[Named-object pointing records]
(begin)

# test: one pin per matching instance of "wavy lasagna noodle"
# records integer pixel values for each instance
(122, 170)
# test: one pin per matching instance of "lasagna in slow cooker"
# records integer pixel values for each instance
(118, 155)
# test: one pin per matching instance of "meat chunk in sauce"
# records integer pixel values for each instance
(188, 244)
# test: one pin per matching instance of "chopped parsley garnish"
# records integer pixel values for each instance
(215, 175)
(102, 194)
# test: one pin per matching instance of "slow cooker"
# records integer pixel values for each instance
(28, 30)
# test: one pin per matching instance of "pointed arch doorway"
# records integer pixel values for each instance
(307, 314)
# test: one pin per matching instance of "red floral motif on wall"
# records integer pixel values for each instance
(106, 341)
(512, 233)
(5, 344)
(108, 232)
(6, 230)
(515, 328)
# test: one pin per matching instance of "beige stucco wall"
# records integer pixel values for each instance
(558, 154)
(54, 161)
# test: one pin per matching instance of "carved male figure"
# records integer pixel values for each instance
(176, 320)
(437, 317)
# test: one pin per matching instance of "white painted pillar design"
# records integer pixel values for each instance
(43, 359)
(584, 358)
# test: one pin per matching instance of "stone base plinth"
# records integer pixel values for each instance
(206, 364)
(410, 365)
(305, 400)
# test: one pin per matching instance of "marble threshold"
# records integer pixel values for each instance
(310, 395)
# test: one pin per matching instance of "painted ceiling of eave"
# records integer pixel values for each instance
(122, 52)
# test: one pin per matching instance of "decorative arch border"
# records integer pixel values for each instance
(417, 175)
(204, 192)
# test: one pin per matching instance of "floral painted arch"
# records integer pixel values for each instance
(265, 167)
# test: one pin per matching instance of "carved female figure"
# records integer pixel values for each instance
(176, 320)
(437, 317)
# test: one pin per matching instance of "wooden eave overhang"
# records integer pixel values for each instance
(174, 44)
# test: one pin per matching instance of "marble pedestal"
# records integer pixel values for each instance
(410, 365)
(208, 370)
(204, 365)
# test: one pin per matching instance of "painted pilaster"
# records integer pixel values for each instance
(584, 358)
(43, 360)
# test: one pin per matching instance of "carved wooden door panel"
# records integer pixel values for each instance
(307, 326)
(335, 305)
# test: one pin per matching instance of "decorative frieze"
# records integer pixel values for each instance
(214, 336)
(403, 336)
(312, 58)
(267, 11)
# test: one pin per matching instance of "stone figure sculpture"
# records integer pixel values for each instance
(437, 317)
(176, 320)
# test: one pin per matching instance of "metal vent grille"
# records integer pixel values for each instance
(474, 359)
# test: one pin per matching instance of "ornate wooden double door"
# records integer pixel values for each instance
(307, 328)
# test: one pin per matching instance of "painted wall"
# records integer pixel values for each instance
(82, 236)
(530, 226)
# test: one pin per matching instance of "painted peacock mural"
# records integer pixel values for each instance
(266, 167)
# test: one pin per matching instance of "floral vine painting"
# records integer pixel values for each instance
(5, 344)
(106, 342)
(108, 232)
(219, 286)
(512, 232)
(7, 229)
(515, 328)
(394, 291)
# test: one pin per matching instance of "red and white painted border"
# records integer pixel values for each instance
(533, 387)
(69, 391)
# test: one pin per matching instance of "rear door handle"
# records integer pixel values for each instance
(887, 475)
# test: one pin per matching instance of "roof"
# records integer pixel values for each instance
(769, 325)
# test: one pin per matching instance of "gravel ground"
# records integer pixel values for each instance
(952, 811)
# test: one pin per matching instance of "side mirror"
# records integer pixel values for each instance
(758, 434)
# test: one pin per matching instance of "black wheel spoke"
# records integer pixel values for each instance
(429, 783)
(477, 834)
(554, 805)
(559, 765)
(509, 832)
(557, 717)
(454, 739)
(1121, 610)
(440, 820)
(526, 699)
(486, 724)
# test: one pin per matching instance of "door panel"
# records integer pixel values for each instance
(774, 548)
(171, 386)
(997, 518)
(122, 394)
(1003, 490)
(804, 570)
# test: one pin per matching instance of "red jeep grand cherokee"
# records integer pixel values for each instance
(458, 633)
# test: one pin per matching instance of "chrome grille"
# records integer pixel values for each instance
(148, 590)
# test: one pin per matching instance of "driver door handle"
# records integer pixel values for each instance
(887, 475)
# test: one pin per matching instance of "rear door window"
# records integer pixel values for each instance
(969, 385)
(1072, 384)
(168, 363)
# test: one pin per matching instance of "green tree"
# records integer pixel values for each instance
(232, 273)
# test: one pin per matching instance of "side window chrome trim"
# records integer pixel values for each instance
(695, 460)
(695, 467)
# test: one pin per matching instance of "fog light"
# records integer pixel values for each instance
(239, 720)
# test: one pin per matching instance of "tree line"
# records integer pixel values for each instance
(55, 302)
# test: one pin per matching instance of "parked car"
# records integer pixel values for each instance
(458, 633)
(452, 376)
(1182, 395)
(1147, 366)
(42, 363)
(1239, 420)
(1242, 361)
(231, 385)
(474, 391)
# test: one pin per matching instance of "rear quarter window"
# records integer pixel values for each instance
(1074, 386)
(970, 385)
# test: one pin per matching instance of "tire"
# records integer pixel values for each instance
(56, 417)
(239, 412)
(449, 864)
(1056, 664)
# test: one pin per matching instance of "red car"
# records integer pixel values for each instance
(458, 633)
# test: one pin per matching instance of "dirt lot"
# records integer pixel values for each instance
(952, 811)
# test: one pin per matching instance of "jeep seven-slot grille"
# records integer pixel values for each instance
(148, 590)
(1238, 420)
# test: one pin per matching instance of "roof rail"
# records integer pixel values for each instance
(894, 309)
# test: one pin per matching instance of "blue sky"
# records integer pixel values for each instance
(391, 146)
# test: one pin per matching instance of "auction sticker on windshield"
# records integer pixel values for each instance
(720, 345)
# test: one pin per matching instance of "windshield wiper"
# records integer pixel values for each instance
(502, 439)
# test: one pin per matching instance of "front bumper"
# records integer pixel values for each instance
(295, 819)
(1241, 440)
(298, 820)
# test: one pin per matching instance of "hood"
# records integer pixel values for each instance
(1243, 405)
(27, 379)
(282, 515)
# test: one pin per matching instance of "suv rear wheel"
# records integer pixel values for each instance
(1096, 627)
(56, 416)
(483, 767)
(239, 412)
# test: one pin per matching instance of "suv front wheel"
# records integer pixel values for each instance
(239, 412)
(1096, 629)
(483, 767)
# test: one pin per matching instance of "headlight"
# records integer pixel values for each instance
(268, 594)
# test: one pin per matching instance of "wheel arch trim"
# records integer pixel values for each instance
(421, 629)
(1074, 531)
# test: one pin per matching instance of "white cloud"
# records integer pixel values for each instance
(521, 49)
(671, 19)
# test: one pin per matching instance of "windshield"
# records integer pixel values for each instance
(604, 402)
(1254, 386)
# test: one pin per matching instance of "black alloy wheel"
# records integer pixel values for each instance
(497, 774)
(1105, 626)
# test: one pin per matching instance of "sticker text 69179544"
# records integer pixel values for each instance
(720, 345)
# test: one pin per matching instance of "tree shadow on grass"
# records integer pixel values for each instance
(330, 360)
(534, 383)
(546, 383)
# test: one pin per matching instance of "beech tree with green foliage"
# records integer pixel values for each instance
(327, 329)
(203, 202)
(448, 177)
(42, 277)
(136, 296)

(end)

## Given problem
Output the stretch of the listing from the line containing "tree with green" through the end of the listing, reproducing each line verbatim.

## Solution for this task
# test: one pin per matching instance of "beech tree with green foliage"
# records integer pixel values for each instance
(327, 329)
(203, 202)
(448, 177)
(42, 277)
(136, 296)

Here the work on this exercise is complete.